**BRIEF**
Filter these entries, keeping only lines that hold the word "green".

SOURCE DATA Start Marker

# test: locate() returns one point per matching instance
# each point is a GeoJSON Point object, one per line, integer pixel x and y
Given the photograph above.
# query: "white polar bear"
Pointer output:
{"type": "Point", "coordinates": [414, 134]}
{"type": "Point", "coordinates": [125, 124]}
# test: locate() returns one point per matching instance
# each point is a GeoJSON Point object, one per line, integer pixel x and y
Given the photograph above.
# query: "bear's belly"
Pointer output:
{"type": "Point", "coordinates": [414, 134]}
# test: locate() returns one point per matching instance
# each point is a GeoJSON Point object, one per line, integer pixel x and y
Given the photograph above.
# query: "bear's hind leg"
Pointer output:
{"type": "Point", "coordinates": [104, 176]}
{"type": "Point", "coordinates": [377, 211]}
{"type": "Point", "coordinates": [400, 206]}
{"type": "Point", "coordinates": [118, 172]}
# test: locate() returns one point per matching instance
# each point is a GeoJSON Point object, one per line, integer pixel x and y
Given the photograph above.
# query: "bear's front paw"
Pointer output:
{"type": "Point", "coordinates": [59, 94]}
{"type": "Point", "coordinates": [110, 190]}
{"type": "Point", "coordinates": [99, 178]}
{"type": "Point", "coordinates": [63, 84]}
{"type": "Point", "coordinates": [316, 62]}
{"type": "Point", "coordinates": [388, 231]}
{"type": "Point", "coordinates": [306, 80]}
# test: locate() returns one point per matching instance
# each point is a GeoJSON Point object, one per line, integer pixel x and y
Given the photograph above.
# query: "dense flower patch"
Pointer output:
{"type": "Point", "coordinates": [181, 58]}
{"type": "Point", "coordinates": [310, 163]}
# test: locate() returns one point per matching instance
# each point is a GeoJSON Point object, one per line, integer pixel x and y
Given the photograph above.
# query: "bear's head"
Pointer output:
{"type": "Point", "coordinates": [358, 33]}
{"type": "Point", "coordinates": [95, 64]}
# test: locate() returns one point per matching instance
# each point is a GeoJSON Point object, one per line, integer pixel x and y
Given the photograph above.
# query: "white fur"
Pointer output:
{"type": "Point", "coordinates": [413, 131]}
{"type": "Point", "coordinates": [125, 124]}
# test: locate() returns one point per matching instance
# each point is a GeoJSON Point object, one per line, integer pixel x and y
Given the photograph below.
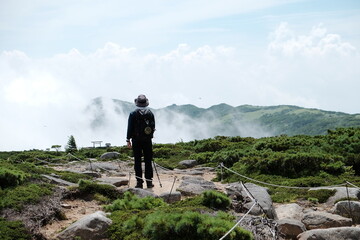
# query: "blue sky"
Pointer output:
{"type": "Point", "coordinates": [56, 54]}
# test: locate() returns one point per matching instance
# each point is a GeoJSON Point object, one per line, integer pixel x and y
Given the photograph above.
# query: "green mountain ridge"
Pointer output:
{"type": "Point", "coordinates": [244, 120]}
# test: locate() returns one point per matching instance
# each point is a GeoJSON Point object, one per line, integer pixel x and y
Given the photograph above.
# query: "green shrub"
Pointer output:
{"type": "Point", "coordinates": [9, 177]}
{"type": "Point", "coordinates": [13, 230]}
{"type": "Point", "coordinates": [203, 157]}
{"type": "Point", "coordinates": [90, 187]}
{"type": "Point", "coordinates": [72, 176]}
{"type": "Point", "coordinates": [26, 194]}
{"type": "Point", "coordinates": [214, 199]}
{"type": "Point", "coordinates": [131, 201]}
{"type": "Point", "coordinates": [209, 145]}
{"type": "Point", "coordinates": [127, 225]}
{"type": "Point", "coordinates": [190, 225]}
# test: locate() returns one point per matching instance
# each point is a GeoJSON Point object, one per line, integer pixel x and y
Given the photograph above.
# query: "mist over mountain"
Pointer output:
{"type": "Point", "coordinates": [187, 122]}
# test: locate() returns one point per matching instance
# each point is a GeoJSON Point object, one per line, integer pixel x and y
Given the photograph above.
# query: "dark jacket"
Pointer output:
{"type": "Point", "coordinates": [134, 121]}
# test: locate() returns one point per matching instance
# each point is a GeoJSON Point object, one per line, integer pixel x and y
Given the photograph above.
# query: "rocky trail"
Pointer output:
{"type": "Point", "coordinates": [301, 220]}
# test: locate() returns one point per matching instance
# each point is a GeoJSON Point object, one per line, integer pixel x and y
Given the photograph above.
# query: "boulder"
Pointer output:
{"type": "Point", "coordinates": [91, 227]}
{"type": "Point", "coordinates": [316, 220]}
{"type": "Point", "coordinates": [290, 228]}
{"type": "Point", "coordinates": [289, 211]}
{"type": "Point", "coordinates": [205, 169]}
{"type": "Point", "coordinates": [349, 209]}
{"type": "Point", "coordinates": [110, 155]}
{"type": "Point", "coordinates": [58, 181]}
{"type": "Point", "coordinates": [171, 198]}
{"type": "Point", "coordinates": [92, 174]}
{"type": "Point", "coordinates": [342, 233]}
{"type": "Point", "coordinates": [341, 193]}
{"type": "Point", "coordinates": [188, 163]}
{"type": "Point", "coordinates": [116, 181]}
{"type": "Point", "coordinates": [191, 186]}
{"type": "Point", "coordinates": [261, 194]}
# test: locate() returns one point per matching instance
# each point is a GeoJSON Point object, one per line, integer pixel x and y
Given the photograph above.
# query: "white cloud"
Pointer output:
{"type": "Point", "coordinates": [317, 69]}
{"type": "Point", "coordinates": [317, 43]}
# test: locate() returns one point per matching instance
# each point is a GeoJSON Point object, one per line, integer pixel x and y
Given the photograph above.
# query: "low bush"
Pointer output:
{"type": "Point", "coordinates": [215, 199]}
{"type": "Point", "coordinates": [13, 230]}
{"type": "Point", "coordinates": [190, 225]}
{"type": "Point", "coordinates": [72, 176]}
{"type": "Point", "coordinates": [203, 157]}
{"type": "Point", "coordinates": [10, 177]}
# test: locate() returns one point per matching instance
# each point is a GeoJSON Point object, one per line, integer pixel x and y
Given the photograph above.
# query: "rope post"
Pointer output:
{"type": "Point", "coordinates": [221, 171]}
{"type": "Point", "coordinates": [91, 165]}
{"type": "Point", "coordinates": [129, 179]}
{"type": "Point", "coordinates": [350, 212]}
{"type": "Point", "coordinates": [157, 173]}
{"type": "Point", "coordinates": [171, 189]}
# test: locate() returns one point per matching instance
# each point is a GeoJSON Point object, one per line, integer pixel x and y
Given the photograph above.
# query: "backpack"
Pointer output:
{"type": "Point", "coordinates": [144, 124]}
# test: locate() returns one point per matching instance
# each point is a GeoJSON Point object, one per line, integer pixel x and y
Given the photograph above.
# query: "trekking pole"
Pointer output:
{"type": "Point", "coordinates": [157, 173]}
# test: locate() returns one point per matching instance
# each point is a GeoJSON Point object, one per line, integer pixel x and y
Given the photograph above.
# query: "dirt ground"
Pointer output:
{"type": "Point", "coordinates": [78, 208]}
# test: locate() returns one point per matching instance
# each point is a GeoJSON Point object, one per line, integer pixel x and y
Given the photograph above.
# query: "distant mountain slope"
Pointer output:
{"type": "Point", "coordinates": [190, 122]}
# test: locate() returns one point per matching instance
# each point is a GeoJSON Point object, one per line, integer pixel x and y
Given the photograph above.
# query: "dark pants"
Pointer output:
{"type": "Point", "coordinates": [143, 147]}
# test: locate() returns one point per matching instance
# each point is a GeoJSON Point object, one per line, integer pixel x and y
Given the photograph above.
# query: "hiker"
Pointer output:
{"type": "Point", "coordinates": [141, 127]}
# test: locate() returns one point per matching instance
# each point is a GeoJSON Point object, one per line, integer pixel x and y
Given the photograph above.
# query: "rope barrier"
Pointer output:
{"type": "Point", "coordinates": [242, 218]}
{"type": "Point", "coordinates": [164, 168]}
{"type": "Point", "coordinates": [274, 185]}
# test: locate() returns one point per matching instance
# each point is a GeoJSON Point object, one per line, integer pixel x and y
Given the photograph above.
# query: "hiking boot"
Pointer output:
{"type": "Point", "coordinates": [149, 184]}
{"type": "Point", "coordinates": [138, 185]}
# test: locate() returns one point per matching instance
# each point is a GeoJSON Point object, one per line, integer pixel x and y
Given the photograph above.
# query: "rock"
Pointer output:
{"type": "Point", "coordinates": [171, 198]}
{"type": "Point", "coordinates": [290, 228]}
{"type": "Point", "coordinates": [107, 166]}
{"type": "Point", "coordinates": [139, 192]}
{"type": "Point", "coordinates": [341, 193]}
{"type": "Point", "coordinates": [191, 186]}
{"type": "Point", "coordinates": [342, 233]}
{"type": "Point", "coordinates": [353, 211]}
{"type": "Point", "coordinates": [58, 181]}
{"type": "Point", "coordinates": [188, 163]}
{"type": "Point", "coordinates": [261, 194]}
{"type": "Point", "coordinates": [91, 227]}
{"type": "Point", "coordinates": [66, 206]}
{"type": "Point", "coordinates": [193, 172]}
{"type": "Point", "coordinates": [261, 228]}
{"type": "Point", "coordinates": [289, 211]}
{"type": "Point", "coordinates": [205, 169]}
{"type": "Point", "coordinates": [316, 220]}
{"type": "Point", "coordinates": [117, 174]}
{"type": "Point", "coordinates": [92, 174]}
{"type": "Point", "coordinates": [110, 155]}
{"type": "Point", "coordinates": [116, 181]}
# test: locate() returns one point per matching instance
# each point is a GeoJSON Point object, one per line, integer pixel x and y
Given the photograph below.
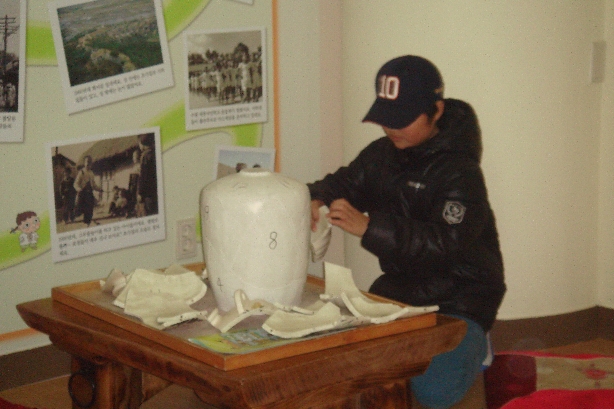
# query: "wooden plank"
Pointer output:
{"type": "Point", "coordinates": [88, 298]}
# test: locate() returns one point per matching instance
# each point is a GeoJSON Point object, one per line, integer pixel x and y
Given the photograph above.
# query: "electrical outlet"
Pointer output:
{"type": "Point", "coordinates": [185, 246]}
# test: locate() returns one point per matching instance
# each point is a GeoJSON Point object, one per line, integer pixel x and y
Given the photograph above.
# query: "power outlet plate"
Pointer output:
{"type": "Point", "coordinates": [185, 245]}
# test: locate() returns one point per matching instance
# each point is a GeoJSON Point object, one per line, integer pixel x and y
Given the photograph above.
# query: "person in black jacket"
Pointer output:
{"type": "Point", "coordinates": [417, 199]}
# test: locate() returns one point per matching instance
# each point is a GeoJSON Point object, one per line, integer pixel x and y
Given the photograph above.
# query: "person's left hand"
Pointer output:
{"type": "Point", "coordinates": [342, 214]}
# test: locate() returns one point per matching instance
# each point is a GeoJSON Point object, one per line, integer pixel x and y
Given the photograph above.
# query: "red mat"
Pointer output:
{"type": "Point", "coordinates": [536, 380]}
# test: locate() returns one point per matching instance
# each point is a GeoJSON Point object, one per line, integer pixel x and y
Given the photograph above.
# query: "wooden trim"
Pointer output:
{"type": "Point", "coordinates": [34, 365]}
{"type": "Point", "coordinates": [553, 331]}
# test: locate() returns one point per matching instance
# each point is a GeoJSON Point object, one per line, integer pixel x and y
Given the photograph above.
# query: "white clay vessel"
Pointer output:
{"type": "Point", "coordinates": [256, 237]}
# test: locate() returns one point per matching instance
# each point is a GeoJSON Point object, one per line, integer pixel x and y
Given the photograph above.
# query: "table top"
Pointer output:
{"type": "Point", "coordinates": [328, 373]}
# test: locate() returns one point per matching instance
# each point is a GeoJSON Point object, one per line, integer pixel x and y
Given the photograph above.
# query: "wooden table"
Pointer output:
{"type": "Point", "coordinates": [366, 374]}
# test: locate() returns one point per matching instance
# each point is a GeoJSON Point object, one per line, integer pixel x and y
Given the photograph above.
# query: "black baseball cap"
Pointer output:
{"type": "Point", "coordinates": [406, 87]}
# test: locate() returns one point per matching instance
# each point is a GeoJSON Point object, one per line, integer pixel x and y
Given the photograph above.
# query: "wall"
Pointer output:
{"type": "Point", "coordinates": [606, 173]}
{"type": "Point", "coordinates": [524, 66]}
{"type": "Point", "coordinates": [187, 167]}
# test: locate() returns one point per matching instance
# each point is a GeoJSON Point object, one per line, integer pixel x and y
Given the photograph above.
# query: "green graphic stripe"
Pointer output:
{"type": "Point", "coordinates": [39, 45]}
{"type": "Point", "coordinates": [178, 14]}
{"type": "Point", "coordinates": [11, 250]}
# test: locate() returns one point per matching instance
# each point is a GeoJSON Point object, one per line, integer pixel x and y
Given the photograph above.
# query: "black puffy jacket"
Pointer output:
{"type": "Point", "coordinates": [431, 225]}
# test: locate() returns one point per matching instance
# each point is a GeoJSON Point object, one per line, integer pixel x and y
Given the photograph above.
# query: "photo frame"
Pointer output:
{"type": "Point", "coordinates": [225, 77]}
{"type": "Point", "coordinates": [232, 159]}
{"type": "Point", "coordinates": [105, 193]}
{"type": "Point", "coordinates": [13, 70]}
{"type": "Point", "coordinates": [109, 50]}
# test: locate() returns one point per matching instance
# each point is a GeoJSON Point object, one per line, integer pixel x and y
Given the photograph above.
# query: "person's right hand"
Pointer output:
{"type": "Point", "coordinates": [315, 213]}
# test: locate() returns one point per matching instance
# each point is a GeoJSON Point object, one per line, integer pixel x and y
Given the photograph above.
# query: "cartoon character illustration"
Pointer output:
{"type": "Point", "coordinates": [27, 223]}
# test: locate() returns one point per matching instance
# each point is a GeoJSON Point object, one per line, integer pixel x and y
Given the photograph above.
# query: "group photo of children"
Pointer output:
{"type": "Point", "coordinates": [219, 74]}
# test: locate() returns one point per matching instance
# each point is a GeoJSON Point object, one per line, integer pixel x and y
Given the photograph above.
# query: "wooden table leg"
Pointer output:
{"type": "Point", "coordinates": [108, 385]}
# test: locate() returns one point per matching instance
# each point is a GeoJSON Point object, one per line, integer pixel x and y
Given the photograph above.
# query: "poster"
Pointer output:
{"type": "Point", "coordinates": [109, 50]}
{"type": "Point", "coordinates": [225, 78]}
{"type": "Point", "coordinates": [12, 69]}
{"type": "Point", "coordinates": [105, 193]}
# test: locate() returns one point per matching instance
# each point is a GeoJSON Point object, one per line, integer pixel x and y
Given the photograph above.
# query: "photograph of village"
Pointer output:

SOURCE DATA End Marker

**TASK SOLUTION**
# query: "green mountain ridge"
# query: "green shrub"
# query: "green graphic stripe"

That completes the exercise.